━━━ Dataset extract ━━━

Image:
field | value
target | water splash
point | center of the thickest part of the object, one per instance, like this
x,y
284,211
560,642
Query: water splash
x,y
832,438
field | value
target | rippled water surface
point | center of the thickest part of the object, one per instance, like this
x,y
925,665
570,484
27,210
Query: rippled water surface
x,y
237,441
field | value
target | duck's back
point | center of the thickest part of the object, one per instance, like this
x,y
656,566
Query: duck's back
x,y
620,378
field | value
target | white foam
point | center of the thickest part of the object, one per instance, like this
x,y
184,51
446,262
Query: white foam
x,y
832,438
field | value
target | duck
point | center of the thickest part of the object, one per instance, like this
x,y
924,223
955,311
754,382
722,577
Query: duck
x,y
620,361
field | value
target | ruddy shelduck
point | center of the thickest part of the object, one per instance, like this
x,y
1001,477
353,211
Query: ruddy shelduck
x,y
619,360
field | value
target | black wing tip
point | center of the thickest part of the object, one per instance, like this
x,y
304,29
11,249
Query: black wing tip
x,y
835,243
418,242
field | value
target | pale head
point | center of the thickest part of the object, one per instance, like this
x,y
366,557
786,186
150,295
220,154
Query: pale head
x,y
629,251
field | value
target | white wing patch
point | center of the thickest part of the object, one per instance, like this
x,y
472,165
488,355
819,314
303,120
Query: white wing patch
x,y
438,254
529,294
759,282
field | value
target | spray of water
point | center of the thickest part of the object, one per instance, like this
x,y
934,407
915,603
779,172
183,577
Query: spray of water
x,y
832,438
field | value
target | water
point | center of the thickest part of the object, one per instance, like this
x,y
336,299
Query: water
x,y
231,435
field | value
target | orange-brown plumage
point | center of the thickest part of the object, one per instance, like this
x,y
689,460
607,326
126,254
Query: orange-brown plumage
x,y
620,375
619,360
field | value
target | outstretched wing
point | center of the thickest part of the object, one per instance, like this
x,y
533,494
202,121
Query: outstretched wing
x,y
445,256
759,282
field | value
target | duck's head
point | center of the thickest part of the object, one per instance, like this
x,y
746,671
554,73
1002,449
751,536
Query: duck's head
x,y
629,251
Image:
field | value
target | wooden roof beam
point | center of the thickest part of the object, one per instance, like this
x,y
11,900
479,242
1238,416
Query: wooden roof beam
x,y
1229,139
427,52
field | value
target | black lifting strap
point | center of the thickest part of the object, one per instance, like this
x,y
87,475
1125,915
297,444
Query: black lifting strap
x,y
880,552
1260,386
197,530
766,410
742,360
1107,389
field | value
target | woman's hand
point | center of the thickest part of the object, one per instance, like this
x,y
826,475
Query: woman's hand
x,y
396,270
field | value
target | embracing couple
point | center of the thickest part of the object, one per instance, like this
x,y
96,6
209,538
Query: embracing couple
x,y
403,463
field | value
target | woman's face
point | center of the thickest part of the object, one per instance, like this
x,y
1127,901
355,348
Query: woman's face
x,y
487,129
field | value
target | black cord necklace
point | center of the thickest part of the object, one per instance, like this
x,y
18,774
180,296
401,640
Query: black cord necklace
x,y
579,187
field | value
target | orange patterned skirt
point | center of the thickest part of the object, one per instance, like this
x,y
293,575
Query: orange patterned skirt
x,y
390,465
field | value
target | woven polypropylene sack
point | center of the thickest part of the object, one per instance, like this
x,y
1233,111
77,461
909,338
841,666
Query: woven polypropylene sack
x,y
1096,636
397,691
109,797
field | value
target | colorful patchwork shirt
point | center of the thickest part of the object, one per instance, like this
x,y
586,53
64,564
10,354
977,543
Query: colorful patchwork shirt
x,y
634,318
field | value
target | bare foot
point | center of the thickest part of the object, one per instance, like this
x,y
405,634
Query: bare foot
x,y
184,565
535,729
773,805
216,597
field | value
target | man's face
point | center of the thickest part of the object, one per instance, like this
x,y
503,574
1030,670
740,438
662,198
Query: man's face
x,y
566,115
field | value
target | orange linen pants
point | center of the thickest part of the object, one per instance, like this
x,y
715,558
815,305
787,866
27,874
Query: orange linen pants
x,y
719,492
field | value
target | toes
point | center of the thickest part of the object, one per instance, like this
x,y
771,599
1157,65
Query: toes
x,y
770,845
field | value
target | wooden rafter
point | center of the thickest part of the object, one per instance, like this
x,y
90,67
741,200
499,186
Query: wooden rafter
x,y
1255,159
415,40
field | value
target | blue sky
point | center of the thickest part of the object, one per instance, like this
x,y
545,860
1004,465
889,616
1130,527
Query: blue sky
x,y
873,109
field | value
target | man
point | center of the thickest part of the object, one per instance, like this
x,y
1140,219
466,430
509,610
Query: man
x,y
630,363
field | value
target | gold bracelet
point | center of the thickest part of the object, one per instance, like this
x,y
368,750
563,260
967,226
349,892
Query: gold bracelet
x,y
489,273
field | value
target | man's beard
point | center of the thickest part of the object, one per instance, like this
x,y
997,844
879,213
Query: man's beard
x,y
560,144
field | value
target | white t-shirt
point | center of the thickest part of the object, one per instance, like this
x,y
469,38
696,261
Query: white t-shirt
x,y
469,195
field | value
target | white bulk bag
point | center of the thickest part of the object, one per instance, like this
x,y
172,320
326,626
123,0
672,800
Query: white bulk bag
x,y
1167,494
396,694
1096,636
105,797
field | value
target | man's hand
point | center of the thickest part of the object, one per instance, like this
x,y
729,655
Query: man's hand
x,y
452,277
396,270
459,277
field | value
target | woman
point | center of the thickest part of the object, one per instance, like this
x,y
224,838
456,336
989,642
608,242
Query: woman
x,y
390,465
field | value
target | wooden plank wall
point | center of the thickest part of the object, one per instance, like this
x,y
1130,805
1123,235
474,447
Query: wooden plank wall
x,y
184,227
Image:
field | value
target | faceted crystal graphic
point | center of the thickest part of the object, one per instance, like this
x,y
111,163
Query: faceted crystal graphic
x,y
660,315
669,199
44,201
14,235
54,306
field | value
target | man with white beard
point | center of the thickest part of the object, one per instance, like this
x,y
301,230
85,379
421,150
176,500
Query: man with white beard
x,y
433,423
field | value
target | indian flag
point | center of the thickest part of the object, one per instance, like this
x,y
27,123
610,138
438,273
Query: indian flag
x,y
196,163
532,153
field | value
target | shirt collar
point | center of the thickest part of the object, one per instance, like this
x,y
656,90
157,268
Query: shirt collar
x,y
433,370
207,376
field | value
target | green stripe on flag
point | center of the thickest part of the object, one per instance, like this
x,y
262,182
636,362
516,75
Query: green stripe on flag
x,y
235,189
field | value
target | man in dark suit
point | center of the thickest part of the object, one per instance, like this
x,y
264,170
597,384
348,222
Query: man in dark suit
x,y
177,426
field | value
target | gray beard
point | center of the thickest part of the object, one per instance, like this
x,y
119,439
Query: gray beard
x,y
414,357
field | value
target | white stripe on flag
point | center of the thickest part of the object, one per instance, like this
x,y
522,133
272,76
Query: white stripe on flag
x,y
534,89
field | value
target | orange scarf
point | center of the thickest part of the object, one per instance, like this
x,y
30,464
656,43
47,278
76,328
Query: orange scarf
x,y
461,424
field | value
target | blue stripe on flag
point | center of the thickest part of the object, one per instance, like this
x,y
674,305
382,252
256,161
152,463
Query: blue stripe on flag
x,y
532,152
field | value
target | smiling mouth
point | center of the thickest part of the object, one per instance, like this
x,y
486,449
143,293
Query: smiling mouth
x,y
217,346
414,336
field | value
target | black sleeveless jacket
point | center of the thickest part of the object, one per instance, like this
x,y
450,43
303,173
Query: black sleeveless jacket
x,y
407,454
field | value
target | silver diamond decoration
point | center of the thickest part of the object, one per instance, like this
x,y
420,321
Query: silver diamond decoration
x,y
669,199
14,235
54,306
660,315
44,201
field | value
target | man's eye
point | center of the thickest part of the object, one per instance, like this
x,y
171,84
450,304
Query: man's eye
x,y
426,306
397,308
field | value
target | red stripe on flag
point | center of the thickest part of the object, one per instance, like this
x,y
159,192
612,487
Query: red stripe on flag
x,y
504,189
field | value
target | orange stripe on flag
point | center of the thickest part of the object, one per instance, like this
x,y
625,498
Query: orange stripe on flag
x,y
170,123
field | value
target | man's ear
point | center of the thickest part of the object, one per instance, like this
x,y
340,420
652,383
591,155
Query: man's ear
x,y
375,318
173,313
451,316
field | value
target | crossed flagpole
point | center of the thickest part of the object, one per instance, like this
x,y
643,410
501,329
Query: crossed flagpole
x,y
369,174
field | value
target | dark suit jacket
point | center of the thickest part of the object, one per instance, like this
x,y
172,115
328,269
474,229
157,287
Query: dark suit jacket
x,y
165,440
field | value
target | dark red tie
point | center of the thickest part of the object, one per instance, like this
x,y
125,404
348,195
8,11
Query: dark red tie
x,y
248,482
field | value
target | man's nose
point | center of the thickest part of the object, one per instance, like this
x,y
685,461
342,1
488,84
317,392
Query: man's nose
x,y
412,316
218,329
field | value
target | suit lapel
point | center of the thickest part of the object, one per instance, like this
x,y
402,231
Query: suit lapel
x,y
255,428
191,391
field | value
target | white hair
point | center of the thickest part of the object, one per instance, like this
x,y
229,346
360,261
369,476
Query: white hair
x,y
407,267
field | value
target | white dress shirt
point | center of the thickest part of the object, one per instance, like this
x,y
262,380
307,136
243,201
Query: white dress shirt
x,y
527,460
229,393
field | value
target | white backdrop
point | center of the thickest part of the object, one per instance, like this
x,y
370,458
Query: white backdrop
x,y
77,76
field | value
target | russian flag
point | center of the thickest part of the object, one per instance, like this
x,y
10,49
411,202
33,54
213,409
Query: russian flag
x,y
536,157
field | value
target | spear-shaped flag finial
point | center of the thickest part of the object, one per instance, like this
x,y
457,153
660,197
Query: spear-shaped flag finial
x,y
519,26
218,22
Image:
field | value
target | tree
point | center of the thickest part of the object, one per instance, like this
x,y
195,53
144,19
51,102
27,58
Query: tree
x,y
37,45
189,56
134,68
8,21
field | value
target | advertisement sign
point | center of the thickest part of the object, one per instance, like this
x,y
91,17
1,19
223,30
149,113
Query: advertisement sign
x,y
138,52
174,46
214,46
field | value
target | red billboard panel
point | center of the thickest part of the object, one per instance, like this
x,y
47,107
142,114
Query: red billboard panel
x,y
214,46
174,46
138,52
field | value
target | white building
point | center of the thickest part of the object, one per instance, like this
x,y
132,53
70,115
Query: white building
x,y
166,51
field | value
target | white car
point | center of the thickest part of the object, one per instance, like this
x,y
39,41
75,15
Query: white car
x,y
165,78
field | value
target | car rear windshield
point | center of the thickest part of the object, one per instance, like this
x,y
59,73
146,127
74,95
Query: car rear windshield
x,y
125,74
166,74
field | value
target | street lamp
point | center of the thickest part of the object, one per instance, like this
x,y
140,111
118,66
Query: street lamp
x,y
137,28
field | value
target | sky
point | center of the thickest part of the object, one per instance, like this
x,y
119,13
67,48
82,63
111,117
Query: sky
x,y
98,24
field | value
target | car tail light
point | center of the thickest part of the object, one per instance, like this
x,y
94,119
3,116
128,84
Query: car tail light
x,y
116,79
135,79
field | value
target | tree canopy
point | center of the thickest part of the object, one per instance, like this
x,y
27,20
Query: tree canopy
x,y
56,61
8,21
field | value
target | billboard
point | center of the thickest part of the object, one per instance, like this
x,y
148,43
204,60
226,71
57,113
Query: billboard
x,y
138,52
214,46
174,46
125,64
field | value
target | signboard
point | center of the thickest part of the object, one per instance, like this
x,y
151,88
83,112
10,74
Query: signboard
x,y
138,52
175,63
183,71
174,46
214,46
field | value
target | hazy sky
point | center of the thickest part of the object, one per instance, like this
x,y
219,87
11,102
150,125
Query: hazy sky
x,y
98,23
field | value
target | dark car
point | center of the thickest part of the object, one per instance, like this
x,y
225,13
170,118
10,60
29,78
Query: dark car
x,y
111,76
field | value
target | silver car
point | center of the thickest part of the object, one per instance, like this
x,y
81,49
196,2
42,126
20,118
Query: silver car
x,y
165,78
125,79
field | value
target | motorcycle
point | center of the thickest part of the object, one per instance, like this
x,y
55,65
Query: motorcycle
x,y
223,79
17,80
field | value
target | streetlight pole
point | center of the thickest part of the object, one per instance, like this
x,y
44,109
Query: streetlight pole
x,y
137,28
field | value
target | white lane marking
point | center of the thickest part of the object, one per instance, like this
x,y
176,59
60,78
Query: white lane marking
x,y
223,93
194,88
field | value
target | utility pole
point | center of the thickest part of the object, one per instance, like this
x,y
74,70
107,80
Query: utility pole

━━━

* **Instructions for the task**: State how many lines of the listing above contain the string "shaped", treating uppercase and lowercase letters as distinct. Give only the number.

* **Answer below**: 2